Exercise tasks>
A. Return the stretch of the Halloween costume piece from "A fairy princess" through "be something fluffy.", copied word for word.
B. In the Halloween costume piece, list every costume the parent says they want the boys to wear.
C. Write what comes next in the Halloween costume piece, picking up after its final sentence.

Exercise text>
···
A fairy princess (“Mom, do they make boy fairy princess costumes too?” “Yes, Moon Pie”).
A storm trooper with a storm trooper gun like the one at “Harry Potter’s Library” (Peter Piper’s Pizza, actually. Memory is a funny thing.)
A butterfly. (“Mom, do they make boy butterfly costumes?” “Yes, Moon Pie.”)
Any bad guy at all.
This morning, he wanted to be a soldier inside the bloodstream, the kind that fights germs. “That’s a good idea,” I said. There was a thoughtful pause from the backseat. Then he said, “Gbot can be a virus.”
But the most consistent response to my question, “What do you want to be for Halloween?” is: Spiderman. GBot’s is Batman.
I want Mbot to be Elmo again. I want Gbot to be Dumbo again. I want them both to be bunnies, or plush dinosaurs, or Winnie the Pooh. I just want them to be something fluffy.
···
Provided data>
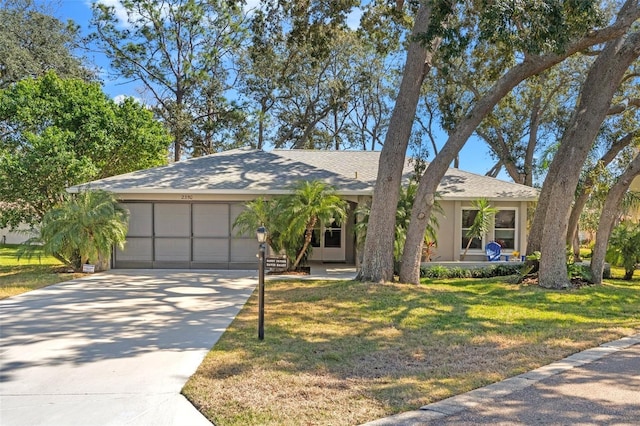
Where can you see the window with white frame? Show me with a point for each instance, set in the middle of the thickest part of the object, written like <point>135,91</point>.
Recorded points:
<point>468,216</point>
<point>505,228</point>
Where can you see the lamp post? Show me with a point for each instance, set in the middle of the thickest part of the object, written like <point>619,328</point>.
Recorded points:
<point>261,235</point>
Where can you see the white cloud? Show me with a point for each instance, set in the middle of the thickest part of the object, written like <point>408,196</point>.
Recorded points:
<point>120,11</point>
<point>353,19</point>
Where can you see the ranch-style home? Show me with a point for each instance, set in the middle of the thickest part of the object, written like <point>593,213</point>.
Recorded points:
<point>181,215</point>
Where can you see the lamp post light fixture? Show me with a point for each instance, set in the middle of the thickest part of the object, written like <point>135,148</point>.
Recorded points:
<point>261,235</point>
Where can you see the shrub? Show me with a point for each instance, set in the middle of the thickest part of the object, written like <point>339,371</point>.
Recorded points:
<point>499,270</point>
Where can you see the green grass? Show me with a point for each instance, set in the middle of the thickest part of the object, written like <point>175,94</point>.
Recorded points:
<point>22,275</point>
<point>350,352</point>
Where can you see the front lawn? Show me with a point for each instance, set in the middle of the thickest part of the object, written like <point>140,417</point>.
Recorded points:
<point>341,353</point>
<point>19,276</point>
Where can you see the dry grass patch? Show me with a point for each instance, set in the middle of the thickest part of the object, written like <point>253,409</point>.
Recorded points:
<point>21,275</point>
<point>350,352</point>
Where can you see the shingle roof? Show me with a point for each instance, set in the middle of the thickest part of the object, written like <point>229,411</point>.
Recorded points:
<point>250,171</point>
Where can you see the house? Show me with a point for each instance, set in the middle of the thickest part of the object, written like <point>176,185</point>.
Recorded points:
<point>181,215</point>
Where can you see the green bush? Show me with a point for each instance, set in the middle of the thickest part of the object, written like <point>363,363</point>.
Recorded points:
<point>441,271</point>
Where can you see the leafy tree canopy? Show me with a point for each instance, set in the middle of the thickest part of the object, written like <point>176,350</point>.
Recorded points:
<point>33,42</point>
<point>57,133</point>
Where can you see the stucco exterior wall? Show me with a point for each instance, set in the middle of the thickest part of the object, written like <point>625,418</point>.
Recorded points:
<point>450,230</point>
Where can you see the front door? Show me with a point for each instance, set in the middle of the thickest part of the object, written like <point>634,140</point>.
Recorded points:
<point>328,244</point>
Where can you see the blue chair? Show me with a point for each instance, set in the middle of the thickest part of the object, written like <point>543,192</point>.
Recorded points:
<point>493,251</point>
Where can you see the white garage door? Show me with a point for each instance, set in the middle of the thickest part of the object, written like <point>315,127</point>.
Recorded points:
<point>185,235</point>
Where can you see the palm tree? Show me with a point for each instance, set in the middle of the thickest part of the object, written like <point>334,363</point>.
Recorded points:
<point>261,212</point>
<point>83,228</point>
<point>310,204</point>
<point>481,223</point>
<point>403,216</point>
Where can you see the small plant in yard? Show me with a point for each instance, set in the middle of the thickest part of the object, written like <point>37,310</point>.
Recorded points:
<point>84,227</point>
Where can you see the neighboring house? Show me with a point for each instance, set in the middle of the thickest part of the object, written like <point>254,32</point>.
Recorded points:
<point>182,214</point>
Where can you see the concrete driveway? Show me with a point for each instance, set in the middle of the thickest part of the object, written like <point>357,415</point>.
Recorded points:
<point>113,348</point>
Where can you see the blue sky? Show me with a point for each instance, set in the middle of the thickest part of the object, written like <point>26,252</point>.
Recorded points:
<point>474,157</point>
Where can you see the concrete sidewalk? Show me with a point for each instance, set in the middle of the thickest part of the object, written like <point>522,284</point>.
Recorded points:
<point>113,348</point>
<point>599,386</point>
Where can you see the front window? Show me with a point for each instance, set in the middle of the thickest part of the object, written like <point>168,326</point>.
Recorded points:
<point>505,229</point>
<point>333,238</point>
<point>468,216</point>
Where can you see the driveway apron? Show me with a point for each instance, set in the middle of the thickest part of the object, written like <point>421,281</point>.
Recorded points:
<point>113,348</point>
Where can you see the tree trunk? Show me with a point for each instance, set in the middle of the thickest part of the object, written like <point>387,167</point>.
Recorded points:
<point>628,14</point>
<point>583,195</point>
<point>608,217</point>
<point>308,236</point>
<point>377,262</point>
<point>559,187</point>
<point>532,65</point>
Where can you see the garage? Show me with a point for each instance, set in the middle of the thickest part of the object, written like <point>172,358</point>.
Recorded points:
<point>185,235</point>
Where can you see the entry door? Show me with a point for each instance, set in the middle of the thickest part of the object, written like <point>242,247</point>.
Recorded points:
<point>329,244</point>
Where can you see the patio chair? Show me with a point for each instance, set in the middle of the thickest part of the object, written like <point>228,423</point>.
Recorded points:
<point>493,251</point>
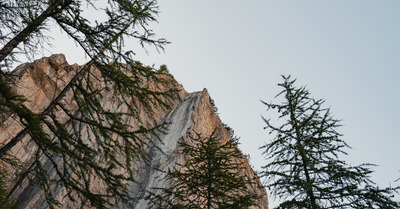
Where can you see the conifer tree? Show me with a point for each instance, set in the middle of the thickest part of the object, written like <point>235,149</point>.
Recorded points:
<point>5,202</point>
<point>304,168</point>
<point>62,145</point>
<point>209,178</point>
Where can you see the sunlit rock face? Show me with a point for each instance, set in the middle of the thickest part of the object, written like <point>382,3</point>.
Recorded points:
<point>41,81</point>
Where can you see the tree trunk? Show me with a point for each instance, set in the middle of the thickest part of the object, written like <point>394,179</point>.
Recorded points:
<point>54,8</point>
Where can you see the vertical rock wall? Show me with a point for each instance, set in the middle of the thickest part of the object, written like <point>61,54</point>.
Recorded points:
<point>190,113</point>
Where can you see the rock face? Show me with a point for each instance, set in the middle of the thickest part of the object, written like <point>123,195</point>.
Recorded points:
<point>41,81</point>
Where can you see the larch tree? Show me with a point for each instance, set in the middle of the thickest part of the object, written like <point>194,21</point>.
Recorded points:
<point>74,161</point>
<point>209,178</point>
<point>304,168</point>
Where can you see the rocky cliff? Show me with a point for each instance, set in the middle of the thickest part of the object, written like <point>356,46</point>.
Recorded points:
<point>41,81</point>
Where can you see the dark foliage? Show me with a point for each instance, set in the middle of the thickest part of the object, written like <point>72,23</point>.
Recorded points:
<point>304,168</point>
<point>209,178</point>
<point>66,156</point>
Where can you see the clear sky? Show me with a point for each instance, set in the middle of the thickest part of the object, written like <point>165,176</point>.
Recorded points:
<point>347,52</point>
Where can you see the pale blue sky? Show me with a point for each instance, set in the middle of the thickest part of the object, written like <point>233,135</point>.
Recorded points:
<point>346,51</point>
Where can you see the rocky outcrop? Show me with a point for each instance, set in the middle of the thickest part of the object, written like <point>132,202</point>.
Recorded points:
<point>41,81</point>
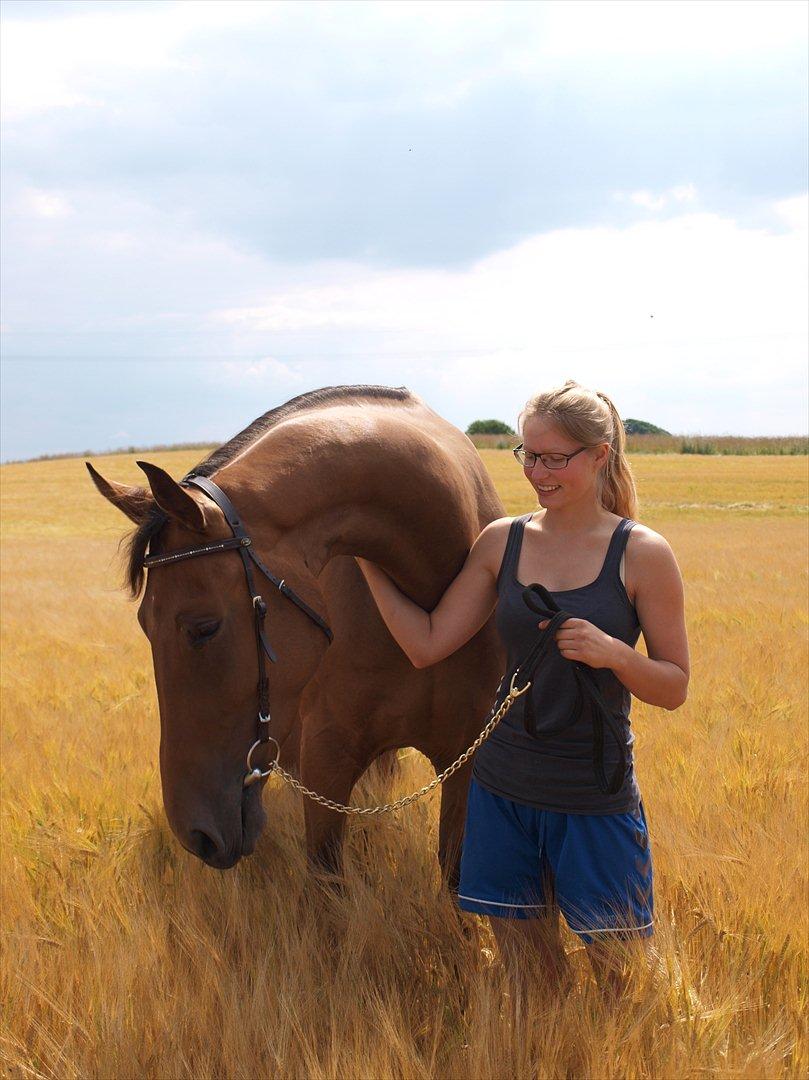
···
Answers by task>
A.
A fairy princess (“Mom, do they make boy fairy princess costumes too?” “Yes, Moon Pie”).
A storm trooper with a storm trooper gun like the one at “Harry Potter’s Library” (Peter Piper’s Pizza, actually. Memory is a funny thing.)
A butterfly. (“Mom, do they make boy butterfly costumes?” “Yes, Moon Pie.”)
Any bad guy at all.
This morning, he wanted to be a soldier inside the bloodstream, the kind that fights germs. “That’s a good idea,” I said. There was a thoughtful pause from the backseat. Then he said, “Gbot can be a virus.”
But the most consistent response to my question, “What do you want to be for Halloween?” is: Spiderman. GBot’s is Batman.
I want Mbot to be Elmo again. I want Gbot to be Dumbo again. I want them both to be bunnies, or plush dinosaurs, or Winnie the Pooh. I just want them to be something fluffy.

B.
Elmo
Dumbo
bunnies
plush dinosaurs
Winnie the Pooh

C.
Way back (about three weeks ago), when Mbot was going to be “Woody the cowboy, with a rope to lasso cows,” and Gbot was going to be a space ranger, Mbot suggested that I be a cow. Now that I will be escorting two micro superheroes from door to door come Halloween night, I asked Mbot what he thought I should be. “Wonder Woman,” was the answer. He obviously doesn’t know that her Lasso of Truth has the power to make anyone it captures obey.
Do I have the guts? Do I have the quads? Do I have the cleavage?
No to two and three. I’m working on the first. Can Wonder Woman wear a cute skirt instead of star-spangled Spanx? Do I need big hair? In ten years, will the Midgets roll their eyes in mortification at the pictures? And where do I get me a Lasso of Truth?
What are you going to be for Halloween, and why?